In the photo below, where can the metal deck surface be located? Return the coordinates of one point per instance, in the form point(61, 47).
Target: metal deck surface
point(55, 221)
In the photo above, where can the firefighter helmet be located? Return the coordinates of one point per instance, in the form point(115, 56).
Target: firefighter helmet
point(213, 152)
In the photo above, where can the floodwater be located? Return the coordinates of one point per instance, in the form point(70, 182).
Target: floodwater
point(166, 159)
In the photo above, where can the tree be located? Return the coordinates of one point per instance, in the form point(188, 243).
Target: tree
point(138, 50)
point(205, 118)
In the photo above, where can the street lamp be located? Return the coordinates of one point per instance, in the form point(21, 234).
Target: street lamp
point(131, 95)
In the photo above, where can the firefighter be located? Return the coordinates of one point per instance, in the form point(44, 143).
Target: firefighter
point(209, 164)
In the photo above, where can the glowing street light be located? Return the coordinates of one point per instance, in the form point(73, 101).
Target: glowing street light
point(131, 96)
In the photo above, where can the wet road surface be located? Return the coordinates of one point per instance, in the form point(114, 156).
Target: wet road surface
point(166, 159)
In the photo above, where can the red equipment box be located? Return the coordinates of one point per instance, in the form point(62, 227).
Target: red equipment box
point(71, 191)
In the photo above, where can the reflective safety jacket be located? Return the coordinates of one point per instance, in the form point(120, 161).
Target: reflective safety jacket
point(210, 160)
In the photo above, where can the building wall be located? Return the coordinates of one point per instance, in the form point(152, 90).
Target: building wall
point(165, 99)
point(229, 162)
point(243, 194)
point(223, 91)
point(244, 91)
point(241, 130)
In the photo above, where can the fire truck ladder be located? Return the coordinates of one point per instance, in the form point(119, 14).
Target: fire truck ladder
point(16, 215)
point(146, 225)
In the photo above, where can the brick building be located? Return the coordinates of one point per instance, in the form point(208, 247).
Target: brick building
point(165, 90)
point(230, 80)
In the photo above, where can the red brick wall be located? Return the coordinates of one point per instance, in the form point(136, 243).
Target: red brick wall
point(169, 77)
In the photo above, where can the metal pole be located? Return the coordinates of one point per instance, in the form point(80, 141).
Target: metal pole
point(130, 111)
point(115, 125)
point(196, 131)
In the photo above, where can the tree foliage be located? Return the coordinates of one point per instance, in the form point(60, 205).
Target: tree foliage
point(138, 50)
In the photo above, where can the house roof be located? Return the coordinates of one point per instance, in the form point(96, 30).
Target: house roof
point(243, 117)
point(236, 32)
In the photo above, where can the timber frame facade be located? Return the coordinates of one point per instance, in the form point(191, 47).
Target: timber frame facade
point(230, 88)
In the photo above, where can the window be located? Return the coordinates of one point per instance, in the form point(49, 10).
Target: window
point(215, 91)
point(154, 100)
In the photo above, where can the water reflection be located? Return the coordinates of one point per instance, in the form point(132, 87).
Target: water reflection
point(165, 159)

◇ ◇ ◇

WRITTEN REQUEST:
Rewrite the data above so that every "per instance" becomes "per object", keeping everything else unchanged.

OUTPUT BELOW:
In the photo below, where can the metal deck surface be located? Return the coordinates of one point per object, in the form point(61, 47).
Target: metal deck surface
point(55, 221)
In the photo above, where can the firefighter helmet be located? Return the coordinates of one point per object, in the form point(115, 56).
Target: firefighter helmet
point(213, 152)
In the photo above, where can the floodwater be located? Return the coordinates of one point per object, in the form point(70, 182).
Target: floodwater
point(166, 159)
In the photo above, where can the tree be located? Return the coordinates of one point per object, in the form point(188, 243).
Target: tree
point(138, 50)
point(205, 118)
In the photo above, where can the street lamp be located? Return the coordinates of one point per object, in the form point(21, 234).
Target: street lamp
point(131, 95)
In the photo above, where can the firefighter be located? Return the coordinates of one point per object, in the form point(44, 143).
Target: firefighter
point(209, 164)
In the photo above, where can the glowing street light be located? Return the coordinates of one point per object, in the form point(73, 101).
Target: glowing street light
point(131, 96)
In the photo above, where can the wet road surface be located? Return the coordinates of one point per object, in the form point(114, 156).
Target: wet road surface
point(166, 159)
In the photo above, where can the red equipment box be located? Return the coordinates of one point per object, in the form point(62, 227).
Target: red equipment box
point(71, 191)
In the photo above, where can the reflective safety jacket be located? Return the coordinates of one point per object, in the form point(120, 161).
Target: reflective safety jacket
point(210, 160)
In the photo above, where can the building wall be located? Return the coordinates of one point per object, in the form point(152, 90).
Target: building wall
point(165, 99)
point(229, 162)
point(243, 194)
point(223, 91)
point(244, 91)
point(241, 130)
In the photo above, where can the fire truck ladder be located? Return the coordinates of one point per object, in the form point(119, 14).
Target: fire truck ladder
point(16, 215)
point(146, 225)
In the photo above, where can the brick building be located? Return the coordinates of one point per object, in the form point(208, 247).
Target: brick building
point(165, 90)
point(230, 80)
In the photo above, where can the red brick wall be located? Return the coordinates of one point per object, in the form point(136, 243).
Target: red brick wall
point(169, 77)
In the photo above, where can the metal pole be located? Return the coordinates of one point per object, in the form point(80, 141).
Target: metal pole
point(130, 111)
point(115, 125)
point(196, 131)
In the photo above, where can the tree foliage be located? Return the coordinates of one point per object, in the form point(60, 205).
Target: tree foliage
point(138, 50)
In the photo above, where can the house roof be located? Return the coordinates of one point per object, in the form point(96, 30).
Target: house roof
point(243, 117)
point(236, 32)
In the photo above, where can the timber frame facade be located? Return the coordinates of one point per object, in the form point(191, 47).
Target: timber frame facade
point(230, 88)
In the photo above, where can the window be located? Return the coordinates of one point per object, in the form point(49, 10).
Target: window
point(215, 91)
point(154, 100)
In the photo above, where can the water reflection be located? Return the coordinates of one point per object, in the form point(132, 87).
Target: water reflection
point(165, 159)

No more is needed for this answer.